-------- EXTRACTED MATERIAL --------

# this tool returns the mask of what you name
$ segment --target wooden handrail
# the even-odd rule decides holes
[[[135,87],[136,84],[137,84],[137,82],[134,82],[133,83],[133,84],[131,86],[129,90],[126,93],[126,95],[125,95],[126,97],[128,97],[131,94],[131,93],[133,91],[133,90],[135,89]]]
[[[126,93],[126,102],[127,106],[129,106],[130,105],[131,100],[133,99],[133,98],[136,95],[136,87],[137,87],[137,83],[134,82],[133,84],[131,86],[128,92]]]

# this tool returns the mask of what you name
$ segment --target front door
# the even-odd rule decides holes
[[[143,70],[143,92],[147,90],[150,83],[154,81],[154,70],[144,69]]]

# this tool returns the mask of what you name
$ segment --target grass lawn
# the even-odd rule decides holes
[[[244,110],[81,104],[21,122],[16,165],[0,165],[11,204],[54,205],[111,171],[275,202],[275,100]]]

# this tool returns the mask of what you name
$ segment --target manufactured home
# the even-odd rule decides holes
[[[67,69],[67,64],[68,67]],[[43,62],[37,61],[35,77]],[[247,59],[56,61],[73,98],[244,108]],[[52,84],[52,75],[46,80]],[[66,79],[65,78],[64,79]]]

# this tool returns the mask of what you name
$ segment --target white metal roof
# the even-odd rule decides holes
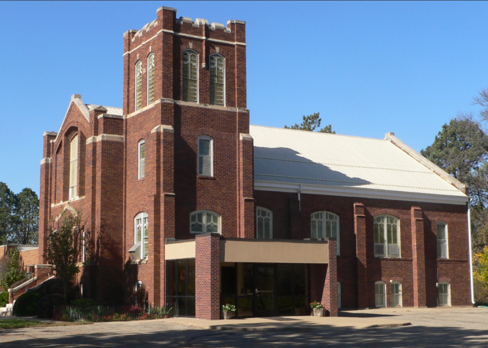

--------

• DIRECTIONS: How many lines in the entries above contain the word "target"? Reply with the number alone.

• THE SOLUTION: 5